WHAT YOU NEED TO DO
a) Answer these from the passage on Lola Danza below:
(i) In what year did Danza become active on the New York scene?
(ii) At which club was the Live Free performance recorded?
(iii) How wide is Danza's vocal span?
b) Write a continuation of the Lola Danza passage, starting right after its final sentence.

New York jazz singer and composer Lola Danza has a background in avant-garde jazz and, before that, in classical singing. Active on the New York scene since 2007, when she arrived from Boston and Berkelee School of Music studies, the singer has immersed herself in predominantly free jazz performance. Already attracted to the idea of free improvisation in Boston, Danza  progressed to completely free expression with an album released in 2009 entitled Live Free (Evolver, 2009). The record was of a quartet live performance at Boston's Ryles Club, where Danza allowed her voice to range freely over her four octave vocal span, while her musicians followed their own collective muses as the group created long sound works that the singer left untitled and un-dubbed.

DATA SECTION
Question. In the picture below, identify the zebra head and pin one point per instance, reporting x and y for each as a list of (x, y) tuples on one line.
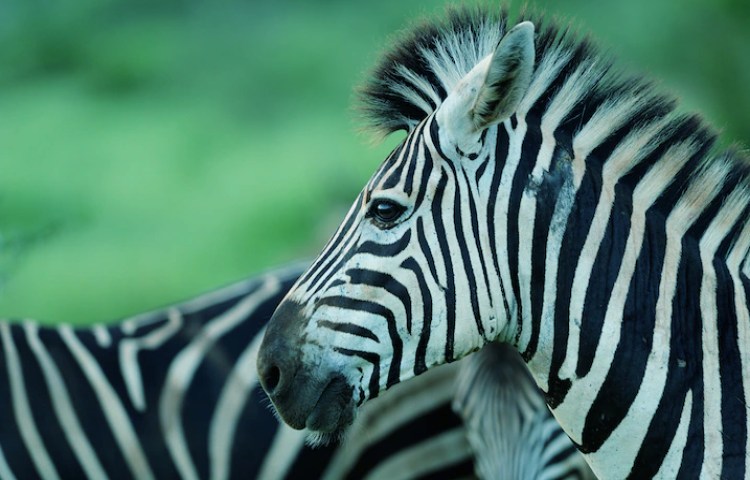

ANSWER LIST
a)
(i) 2007
(ii) Boston's Ryles Club
(iii) Four octaves

b)
Before her move to New York and her freer experiments, however, Danza led an essentially melodic, song-based group in Boston with the unusual line-up of two double basses behind voice and trumpet. The group's gigs attracted a following, and she recorded the lyrical music they were playing (largely her own compositions) on an album of ethereal yet precise vocals pirouetting against the basses, entitled Vision Quest (Evolver, 2005).

Vision Quest is a substantial statement. The two bassists are John Lockwood and Garth Stevenson, and their instruments sit under and color Danza's questioning vocals. The classical-like soundscape is completed by trumpet Phil Grenadier, with occasional accordion (Todd Marston) and percussion (the legendary Boston figure Nat Mugavero). Danza was inspired to write the music by a relationship breakdown, and the titles of some of the songs trace the subject. Finding solace in the creation of music (the best reaction to such events), Danza created a personable masterpiece.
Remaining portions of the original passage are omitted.